[Instruction 1]
In the excerpt on The Pirate Twins, what were Sir William Nicholson's oil paintings fundamentally concerned with?

Keywords: Robert Graves, black protagonists in children’s literature, pirates in children’s literature, modernist picturebooks
The Will
Dedication in the front of Nancy Nicholson’s copy of The Pirate Twins. Permission Carola Stuart
Wortley, in trust for Manuela Graves.
Pirates
The Pirate Twins (1929) by the English painter Sir William Nicholson is a milestone in children’s picturebooks.
As Sam Graves noted, WN bought some black patterned socks in France and ‘had second thoughts about them’.
Photos by Nancy Nicholson of Alexander and Bartholomew, ‘Taken on Nancy’s
roadside step in Ansty.’ Permission Carola Stuart Wortley, in trust for Manuela
Graves.
In a July 1919 letter to his sister Rosaleen, Robert Graves appears to be discussing the pirate dolls as a potential source of much-needed income in the second year of his marriage to Nancy, a time when plans for children’s projects were being discussed. Richard Perceval Graves notes: ‘Another scheme, mentioned in the same letter, involved marketing a black gollywog doll of Nancy’s design. Examples of these dolls “went everywhere with them” at that time; and Robert asked Rosaleen to tell their father that he and Nancy were in the process of having their design patented’.
The Pirate Twins are not golliwoggs; they do not have the minstrel faces or bushy hair characteristic of the Florence Upton creation.
Cover of Nancy Nicholson’s copy of Pirate Twins. Permission Carola Stuart Wortley in trust for Manuela Graves
The Pirate Twins is taken seriously by scholars because it is an early and unusually fine example of a book in which narrative line is carried by a deft integration of the visual and literary elements and, of course, is beautifully drawn. The book contributes to Nicholson’s canon in meaningful ways because it was a legitimate extension of his artistic vision. He had chosen not to be solemn about the things that he was most serious about; the wit and playfulness of his pages was the hallmark of his defiance of the painting tradition he had inherited. He had put some of his most brilliant creative work into still lifes of food and fish, for example, which serve a narrative function in the Pirate Twins book. His oil paintings were fundamentally concerned with ‘magic’, often based upon painterly illusion or an unusual viewpoint. As his daughter Eliza noted, ‘it was as if he were training to be a magician, and we were helping him’.
The Twins escape back to sea. Andrew Jones Art, 2005. William Nicholson’s writings and
drawings© Desmond Banks.
The Pirate Twins is an intimate book because it looks hand drawn, including the borders of the pictures and page numbers, and has no printed material in it. As Greg M. Smith notes, line drawings convey the knowledge that they are the subjective view of a single hand, and the simplicity and casual style of the book emphasize this.

[Instruction 2]
How many lines of the records contain the string "navy"? Count them with case mattering and reply with the number alone.

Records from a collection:
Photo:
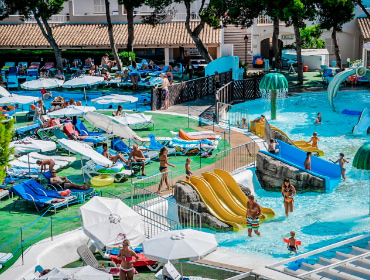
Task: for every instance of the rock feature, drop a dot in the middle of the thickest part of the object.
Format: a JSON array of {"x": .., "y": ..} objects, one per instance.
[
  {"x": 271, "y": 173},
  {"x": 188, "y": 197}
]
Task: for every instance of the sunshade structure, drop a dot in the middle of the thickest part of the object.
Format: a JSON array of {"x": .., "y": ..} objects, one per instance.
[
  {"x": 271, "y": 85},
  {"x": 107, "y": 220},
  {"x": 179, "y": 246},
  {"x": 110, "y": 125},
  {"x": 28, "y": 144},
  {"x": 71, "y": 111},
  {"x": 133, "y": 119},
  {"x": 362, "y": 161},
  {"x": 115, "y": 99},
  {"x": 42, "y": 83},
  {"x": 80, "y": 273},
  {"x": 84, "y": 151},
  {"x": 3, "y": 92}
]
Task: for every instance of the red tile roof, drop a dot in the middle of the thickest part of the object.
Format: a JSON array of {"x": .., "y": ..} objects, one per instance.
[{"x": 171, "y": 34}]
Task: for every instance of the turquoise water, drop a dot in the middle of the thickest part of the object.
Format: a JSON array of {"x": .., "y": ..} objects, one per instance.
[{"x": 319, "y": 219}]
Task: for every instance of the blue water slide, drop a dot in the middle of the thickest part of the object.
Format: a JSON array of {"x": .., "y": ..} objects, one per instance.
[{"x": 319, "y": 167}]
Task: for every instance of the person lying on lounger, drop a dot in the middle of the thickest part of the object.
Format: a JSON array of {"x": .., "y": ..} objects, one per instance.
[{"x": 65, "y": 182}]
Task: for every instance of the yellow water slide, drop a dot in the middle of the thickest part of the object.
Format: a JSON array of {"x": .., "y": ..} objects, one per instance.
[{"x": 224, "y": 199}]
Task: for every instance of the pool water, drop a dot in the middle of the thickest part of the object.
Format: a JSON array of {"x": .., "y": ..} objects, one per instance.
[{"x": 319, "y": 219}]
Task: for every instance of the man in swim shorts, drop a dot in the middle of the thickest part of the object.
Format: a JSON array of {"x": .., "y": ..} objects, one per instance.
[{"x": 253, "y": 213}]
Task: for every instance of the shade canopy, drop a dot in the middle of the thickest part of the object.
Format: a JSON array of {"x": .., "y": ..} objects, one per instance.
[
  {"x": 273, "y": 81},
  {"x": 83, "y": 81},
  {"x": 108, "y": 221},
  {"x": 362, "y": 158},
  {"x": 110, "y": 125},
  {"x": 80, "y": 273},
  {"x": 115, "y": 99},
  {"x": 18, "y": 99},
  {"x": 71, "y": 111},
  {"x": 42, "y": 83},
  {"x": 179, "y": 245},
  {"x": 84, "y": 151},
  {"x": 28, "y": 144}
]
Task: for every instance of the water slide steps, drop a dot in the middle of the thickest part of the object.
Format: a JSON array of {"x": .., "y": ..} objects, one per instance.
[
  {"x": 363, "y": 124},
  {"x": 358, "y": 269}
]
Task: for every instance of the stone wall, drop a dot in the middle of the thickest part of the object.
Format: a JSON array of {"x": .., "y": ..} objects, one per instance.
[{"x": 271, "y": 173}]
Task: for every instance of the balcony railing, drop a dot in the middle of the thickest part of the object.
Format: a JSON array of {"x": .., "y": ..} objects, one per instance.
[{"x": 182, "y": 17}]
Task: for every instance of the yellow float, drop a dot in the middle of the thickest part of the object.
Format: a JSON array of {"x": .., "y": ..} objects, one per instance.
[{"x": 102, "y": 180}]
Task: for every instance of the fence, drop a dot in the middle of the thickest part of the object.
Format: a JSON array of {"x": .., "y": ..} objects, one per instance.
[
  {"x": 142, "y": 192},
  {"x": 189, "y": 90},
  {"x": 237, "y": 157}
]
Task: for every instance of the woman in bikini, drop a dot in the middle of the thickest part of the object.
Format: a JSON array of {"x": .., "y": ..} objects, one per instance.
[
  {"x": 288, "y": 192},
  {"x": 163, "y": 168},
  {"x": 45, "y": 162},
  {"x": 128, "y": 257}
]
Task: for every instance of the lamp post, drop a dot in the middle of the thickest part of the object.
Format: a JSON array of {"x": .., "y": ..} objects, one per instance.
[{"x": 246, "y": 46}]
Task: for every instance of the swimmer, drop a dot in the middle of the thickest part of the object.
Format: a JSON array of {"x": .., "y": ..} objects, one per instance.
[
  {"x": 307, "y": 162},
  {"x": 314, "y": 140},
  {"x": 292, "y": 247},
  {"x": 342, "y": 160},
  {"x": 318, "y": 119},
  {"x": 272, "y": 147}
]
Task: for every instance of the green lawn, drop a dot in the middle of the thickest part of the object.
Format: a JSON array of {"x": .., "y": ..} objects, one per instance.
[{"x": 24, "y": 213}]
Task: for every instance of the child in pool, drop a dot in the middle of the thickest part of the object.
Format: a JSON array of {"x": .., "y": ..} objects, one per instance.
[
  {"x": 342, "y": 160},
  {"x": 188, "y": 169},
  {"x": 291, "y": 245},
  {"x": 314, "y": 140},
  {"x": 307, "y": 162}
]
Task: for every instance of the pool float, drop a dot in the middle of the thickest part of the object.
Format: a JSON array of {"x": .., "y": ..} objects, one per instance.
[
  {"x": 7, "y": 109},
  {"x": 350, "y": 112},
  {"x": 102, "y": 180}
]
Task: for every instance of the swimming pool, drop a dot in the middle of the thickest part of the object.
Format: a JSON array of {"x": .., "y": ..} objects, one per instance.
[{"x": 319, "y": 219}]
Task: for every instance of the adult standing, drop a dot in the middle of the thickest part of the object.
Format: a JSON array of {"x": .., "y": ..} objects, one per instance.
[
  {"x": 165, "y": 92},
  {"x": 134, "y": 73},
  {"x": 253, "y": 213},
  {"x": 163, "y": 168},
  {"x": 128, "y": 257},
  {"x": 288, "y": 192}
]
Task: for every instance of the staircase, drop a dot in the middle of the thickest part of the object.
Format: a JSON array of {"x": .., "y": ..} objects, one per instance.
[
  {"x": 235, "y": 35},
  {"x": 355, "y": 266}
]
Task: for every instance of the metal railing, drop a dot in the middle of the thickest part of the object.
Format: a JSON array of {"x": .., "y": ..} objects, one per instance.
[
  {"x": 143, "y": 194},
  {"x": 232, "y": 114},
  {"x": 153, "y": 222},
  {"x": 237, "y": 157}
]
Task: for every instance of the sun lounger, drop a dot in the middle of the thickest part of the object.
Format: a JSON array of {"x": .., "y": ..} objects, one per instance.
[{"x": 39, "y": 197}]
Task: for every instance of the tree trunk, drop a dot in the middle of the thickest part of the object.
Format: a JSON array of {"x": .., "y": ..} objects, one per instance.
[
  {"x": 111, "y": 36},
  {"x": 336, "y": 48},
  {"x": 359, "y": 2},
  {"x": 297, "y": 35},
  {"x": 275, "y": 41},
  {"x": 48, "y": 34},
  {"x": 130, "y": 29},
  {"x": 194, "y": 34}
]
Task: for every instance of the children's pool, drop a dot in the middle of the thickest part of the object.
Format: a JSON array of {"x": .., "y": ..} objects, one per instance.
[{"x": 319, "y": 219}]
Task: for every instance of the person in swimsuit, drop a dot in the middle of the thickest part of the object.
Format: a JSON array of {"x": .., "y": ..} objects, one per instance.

---

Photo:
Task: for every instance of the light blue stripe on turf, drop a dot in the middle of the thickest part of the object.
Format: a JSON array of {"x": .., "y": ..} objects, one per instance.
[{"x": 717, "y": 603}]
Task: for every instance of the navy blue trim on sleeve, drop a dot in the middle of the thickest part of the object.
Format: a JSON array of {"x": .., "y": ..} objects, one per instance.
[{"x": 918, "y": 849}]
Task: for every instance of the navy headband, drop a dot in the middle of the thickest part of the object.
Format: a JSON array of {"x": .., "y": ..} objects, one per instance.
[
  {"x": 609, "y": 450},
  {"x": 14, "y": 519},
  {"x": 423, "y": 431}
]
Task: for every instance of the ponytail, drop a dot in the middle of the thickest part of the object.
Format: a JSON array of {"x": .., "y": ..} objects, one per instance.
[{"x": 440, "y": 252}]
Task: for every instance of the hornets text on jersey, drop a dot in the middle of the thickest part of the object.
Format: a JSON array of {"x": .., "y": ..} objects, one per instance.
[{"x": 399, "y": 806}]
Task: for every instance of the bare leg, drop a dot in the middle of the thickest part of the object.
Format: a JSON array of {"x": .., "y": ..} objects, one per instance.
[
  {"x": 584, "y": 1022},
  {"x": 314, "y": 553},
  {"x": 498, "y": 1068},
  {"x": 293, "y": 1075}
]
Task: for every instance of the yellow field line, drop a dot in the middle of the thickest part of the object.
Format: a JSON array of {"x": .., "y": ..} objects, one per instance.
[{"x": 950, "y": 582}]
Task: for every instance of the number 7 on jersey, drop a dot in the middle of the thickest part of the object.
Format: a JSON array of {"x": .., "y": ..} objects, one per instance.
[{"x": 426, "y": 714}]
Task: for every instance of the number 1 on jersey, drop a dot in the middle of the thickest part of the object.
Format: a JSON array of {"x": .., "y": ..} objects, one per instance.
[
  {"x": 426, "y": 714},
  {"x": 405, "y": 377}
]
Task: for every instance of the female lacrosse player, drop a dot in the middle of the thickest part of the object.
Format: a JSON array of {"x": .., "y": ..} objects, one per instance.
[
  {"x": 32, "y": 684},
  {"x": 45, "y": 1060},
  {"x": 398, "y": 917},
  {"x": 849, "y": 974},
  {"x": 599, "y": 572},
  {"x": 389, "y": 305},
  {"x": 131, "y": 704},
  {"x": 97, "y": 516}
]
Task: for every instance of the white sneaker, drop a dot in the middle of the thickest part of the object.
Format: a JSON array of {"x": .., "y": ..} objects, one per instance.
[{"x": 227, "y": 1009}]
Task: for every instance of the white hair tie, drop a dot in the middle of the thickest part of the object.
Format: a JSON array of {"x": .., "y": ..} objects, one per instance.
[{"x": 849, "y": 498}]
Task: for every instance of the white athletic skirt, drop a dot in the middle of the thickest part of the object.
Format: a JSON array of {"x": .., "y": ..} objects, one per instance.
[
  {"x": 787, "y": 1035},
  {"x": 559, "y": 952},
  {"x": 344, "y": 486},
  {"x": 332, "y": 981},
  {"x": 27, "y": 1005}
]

==

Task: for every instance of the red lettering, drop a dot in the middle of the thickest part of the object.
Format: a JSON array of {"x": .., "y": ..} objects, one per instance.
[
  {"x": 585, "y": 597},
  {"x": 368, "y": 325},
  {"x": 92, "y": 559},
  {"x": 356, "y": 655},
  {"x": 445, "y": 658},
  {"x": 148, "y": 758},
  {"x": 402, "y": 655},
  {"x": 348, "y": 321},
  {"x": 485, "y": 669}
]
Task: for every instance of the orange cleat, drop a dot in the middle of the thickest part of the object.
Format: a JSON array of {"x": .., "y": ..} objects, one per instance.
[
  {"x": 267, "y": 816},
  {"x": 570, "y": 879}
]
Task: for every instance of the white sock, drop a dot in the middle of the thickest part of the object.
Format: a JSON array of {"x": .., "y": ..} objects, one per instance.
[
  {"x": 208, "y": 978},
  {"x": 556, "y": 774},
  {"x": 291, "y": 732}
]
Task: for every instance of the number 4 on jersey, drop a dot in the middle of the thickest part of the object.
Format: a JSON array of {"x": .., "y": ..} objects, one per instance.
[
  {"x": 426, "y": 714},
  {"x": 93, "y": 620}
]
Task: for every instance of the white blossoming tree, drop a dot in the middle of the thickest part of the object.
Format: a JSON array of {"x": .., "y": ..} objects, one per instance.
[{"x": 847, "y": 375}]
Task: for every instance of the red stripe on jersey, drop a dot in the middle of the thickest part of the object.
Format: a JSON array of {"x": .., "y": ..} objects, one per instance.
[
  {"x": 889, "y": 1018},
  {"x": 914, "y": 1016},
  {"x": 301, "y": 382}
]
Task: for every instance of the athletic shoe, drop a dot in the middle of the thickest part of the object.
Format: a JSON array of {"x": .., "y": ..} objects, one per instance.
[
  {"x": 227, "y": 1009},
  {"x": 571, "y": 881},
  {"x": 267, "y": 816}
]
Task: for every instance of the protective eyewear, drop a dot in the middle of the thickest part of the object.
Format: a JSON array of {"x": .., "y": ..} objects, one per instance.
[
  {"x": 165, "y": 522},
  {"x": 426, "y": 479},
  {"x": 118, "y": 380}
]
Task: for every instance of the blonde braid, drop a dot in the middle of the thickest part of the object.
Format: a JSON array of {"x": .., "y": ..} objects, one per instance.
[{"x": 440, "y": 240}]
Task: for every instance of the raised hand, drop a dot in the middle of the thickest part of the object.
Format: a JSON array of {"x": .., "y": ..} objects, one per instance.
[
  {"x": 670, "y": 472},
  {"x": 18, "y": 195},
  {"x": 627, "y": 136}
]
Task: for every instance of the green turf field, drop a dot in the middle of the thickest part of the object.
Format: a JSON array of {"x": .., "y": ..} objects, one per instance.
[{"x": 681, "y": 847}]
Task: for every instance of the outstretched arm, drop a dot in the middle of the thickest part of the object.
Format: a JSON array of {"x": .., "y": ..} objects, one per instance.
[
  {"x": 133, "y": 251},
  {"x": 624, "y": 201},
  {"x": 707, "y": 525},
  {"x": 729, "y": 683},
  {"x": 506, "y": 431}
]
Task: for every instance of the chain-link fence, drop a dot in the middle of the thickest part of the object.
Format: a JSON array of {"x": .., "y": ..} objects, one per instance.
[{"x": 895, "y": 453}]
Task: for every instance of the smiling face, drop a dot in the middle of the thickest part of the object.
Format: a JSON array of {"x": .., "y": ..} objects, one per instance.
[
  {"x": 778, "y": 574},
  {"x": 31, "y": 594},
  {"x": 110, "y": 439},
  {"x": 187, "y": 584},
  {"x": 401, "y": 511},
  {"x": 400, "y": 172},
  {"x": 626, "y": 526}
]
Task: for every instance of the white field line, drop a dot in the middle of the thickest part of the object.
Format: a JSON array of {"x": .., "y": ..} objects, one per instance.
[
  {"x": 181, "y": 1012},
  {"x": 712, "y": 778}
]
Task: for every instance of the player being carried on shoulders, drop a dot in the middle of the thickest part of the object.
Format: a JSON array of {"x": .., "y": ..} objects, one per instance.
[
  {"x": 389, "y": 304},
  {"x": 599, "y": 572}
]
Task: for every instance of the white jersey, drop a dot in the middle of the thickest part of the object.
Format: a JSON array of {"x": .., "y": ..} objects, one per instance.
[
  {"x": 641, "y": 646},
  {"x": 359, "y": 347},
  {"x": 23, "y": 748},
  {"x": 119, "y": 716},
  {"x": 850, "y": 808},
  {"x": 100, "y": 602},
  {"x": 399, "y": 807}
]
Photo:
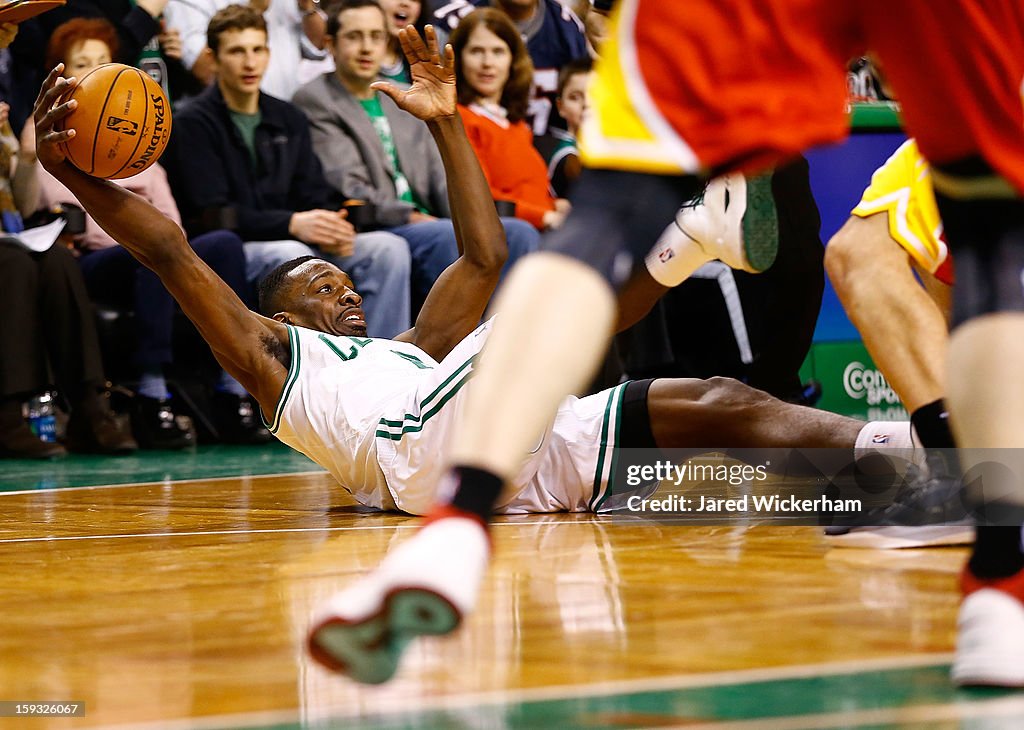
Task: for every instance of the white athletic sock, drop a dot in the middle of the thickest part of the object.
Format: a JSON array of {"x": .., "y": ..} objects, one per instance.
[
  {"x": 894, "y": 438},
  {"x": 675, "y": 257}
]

[Result 1]
They were concerned with "magic," often based upon painterly illusion or an unusual viewpoint.

[Result 2]
2